#### [STATED PROBLEM 1]
Reproduce the stability proof from "Finally, it is" to "proof is complete.".
#### [STATED PROBLEM 2]
Put the lines of the rows from the line with "Please identify the terracotta" through the last line of the rows into a Markdown table with the columns No. and Line, one line per table row, skipping blank lines. Include only those lines.
-- start of PASSAGE SHOWN --
Finally, it is concluded that

$$\begin{aligned} v({t_m}){e^{\lambda ({t_m} - {t_0})}} \le \sigma (b + c)\left\| \phi \right\| _\tau ^{{p_1}}. \end{aligned}$$
(3.25)

Hence, from induction, (3.21) is true for all \(t \ge {t_0}\). From Definition 2.4, it is shown that system (2.1) is exponential stable. The proof is complete.
-- end of PASSAGE SHOWN --
-- start of ITEMS --
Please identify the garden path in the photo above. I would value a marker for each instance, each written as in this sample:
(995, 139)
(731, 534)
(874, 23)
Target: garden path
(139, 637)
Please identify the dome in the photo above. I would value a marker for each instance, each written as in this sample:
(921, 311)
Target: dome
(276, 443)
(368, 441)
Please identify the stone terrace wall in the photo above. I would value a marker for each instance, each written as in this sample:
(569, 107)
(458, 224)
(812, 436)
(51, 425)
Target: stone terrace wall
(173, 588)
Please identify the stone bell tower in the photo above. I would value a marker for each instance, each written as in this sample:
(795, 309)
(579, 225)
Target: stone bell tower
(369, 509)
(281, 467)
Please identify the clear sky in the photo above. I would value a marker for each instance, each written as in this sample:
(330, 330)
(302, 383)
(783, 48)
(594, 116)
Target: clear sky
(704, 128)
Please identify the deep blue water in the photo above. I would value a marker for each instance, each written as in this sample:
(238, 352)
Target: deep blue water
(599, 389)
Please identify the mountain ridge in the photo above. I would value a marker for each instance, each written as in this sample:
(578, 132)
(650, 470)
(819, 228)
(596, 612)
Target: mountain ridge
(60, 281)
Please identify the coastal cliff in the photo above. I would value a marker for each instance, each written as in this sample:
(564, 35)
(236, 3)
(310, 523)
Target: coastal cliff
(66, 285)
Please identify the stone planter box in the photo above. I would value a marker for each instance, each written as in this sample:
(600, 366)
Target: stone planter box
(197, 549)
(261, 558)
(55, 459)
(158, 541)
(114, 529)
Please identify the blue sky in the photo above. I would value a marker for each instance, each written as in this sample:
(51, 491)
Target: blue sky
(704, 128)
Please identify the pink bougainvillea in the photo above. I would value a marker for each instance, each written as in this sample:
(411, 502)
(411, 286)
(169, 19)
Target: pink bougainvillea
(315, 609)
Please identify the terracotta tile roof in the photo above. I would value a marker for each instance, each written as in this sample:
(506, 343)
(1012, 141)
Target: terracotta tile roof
-- end of ITEMS --
#### [RESPONSE 1]
Finally, it is concluded that

$$\begin{aligned} v({t_m}){e^{\lambda ({t_m} - {t_0})}} \le \sigma (b + c)\left\| \phi \right\| _\tau ^{{p_1}}. \end{aligned}$$
(3.25)

Hence, from induction, (3.21) is true for all \(t \ge {t_0}\). From Definition 2.4, it is shown that system (2.1) is exponential stable. The proof is complete.

#### [RESPONSE 2]
| No. | Line |
|---|---|
| 1 | Please identify the terracotta tile roof in the photo above. I would value a marker for each instance, each written as in this sample: |
| 2 | (506, 343) |
| 3 | (1012, 141) |
| 4 | Target: terracotta tile roof |